Data rows

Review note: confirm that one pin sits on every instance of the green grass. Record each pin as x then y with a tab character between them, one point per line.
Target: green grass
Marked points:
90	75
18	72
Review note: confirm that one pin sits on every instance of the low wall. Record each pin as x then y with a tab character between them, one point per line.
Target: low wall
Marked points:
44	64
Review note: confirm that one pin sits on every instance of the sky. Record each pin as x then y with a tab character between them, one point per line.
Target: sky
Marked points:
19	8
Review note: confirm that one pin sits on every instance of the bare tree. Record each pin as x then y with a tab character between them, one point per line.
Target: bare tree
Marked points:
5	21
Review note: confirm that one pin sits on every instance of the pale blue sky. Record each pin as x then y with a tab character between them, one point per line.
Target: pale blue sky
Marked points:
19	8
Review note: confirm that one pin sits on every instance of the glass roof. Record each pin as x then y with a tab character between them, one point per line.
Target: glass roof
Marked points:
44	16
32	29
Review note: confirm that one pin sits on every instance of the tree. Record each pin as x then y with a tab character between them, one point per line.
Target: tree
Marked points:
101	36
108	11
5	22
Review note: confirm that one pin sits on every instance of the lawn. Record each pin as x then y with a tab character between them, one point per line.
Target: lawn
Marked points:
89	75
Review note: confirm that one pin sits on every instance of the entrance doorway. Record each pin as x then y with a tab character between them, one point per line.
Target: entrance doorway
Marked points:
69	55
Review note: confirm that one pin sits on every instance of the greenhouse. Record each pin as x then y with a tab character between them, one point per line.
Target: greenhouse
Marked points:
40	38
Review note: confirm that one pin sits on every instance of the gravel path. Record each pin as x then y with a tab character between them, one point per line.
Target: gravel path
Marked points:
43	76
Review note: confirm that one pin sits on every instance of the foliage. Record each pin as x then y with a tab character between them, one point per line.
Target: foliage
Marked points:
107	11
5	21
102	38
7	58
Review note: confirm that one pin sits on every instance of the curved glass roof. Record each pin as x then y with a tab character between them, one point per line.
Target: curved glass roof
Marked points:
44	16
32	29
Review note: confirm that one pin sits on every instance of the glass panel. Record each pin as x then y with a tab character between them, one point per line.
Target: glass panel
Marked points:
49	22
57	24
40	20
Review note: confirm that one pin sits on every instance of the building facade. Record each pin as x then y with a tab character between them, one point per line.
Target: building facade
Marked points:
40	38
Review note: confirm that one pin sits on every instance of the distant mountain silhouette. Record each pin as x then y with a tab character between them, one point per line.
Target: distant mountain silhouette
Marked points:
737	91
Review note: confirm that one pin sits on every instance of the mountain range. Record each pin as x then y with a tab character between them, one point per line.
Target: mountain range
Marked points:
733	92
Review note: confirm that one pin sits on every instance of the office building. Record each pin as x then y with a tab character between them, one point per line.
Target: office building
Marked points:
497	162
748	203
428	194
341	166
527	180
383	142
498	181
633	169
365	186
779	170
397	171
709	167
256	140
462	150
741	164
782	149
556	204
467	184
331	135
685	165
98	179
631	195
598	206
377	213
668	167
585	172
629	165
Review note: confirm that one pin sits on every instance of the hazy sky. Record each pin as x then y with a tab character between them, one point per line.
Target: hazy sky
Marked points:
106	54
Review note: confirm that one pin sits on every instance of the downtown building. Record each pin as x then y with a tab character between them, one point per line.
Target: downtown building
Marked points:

Description of the task
Copy all of the data above word for word, keeping every line as it appears.

Expected answer
Review note: confirm that one pin sits on every instance of the green grass. Record each pin as x then y with a tab character between them, one point per line.
Target: green grass
Marked points:
90	75
18	72
Review note: confirm that one pin sits on every instance of the low wall. Record each pin as x then y with a tab character between them, one point per line.
Target: low wall
Marked points:
44	64
Review note: confirm that one pin sits on every instance of the sky. Record each pin as x then y with a tab character between them, one point per line.
Target: sky
Marked points:
19	8
Review note: confirm that one pin sits on every instance of the bare tree. Record each pin as x then y with a tab character between them, one point per line.
Target: bare tree
Marked points:
5	21
Review note: confirm that one pin sits on every instance of the pale blue sky. Record each pin as x then y with a tab character between them, one point per line.
Target: pale blue sky
Marked points:
19	8
Review note: confirm that one pin sits on every instance of the glass roof. Record each pin as x then y with a tab character between them, one point per line.
Target: glass roof
Marked points:
44	16
32	29
Review note: confirm that one pin sits on every instance of the tree. Record each pin as x then y with a tab character between them, one point per line.
Target: tree
Marked points:
101	36
108	11
5	22
Review note: confirm that one pin sits on every instance of the lawn. Record each pin as x then y with a tab character between them, one point per line.
Target: lawn
Marked points:
89	75
Review note: confirm that one pin sits on every instance of the entrance doorway. Record each pin as x then y with a tab character between them, one point per line.
Target: entrance doorway
Marked points:
69	55
Review note: confirm that one pin sits on every instance of the greenhouse. Record each pin as x then y with a tab character between them, one point per line.
Target: greenhouse
Marked points:
40	38
Review note: confirm that one pin sits on every instance of the gravel path. Record each pin as x then y with a tab character between them, one point per line.
Target: gravel path
Marked points:
43	76
Review note: confirm that one pin sits on every instance of the foliage. Record each pin as x then y with a tab character between them, one point per line.
Target: foliage
Marked points:
107	11
5	21
102	38
7	58
Review note: confirm that one pin sits on every instance of the curved glass roof. Record each pin as x then y with a tab character between them, one point per line.
Target: curved glass roof
Marked points:
44	16
32	29
Review note: confirm that one pin sits on every instance of the glass panel. Record each pin as x then y with a tab character between them, one point per line.
Target: glass panel
Marked points:
49	22
57	24
40	20
Review note: confirm that one pin sits on every instance of the building facade. Record each pin as x then y with a tab character between them, one point per line.
Target: building facade
Marked points:
40	38
Review note: confirm that one pin sits on every instance of the distant mountain silhouette. Record each pin as x then y with a tab character between them, one point per line.
Target: distant mountain silhouette
Marked points:
737	91
Review note: confirm that one pin sits on every instance of the mountain range. Record each pin as x then y with a tab character between them, one point per line.
Target: mountain range
Marked points:
733	92
Review note: confirm that one pin sits on every instance of the office building. Record each pin as x then y with a tab character between them, one point per line.
Target: office building
Marked points:
497	162
748	203
428	194
341	166
527	180
383	142
498	181
633	169
365	186
779	170
397	171
709	167
256	140
462	150
741	164
782	149
556	204
467	184
331	135
685	165
98	179
631	195
598	206
377	213
668	167
585	172
629	165
Review note: confirm that one pin sits on every instance of the hazy sky. Record each pin as x then y with a tab character between them, one point per line.
Target: hazy sky
Marked points:
106	54
Review note: confirm that one pin sits on every instance of the downtown building. Record each pin as x then y with a tab character between them, one point per line.
Target: downtown building
Marked points:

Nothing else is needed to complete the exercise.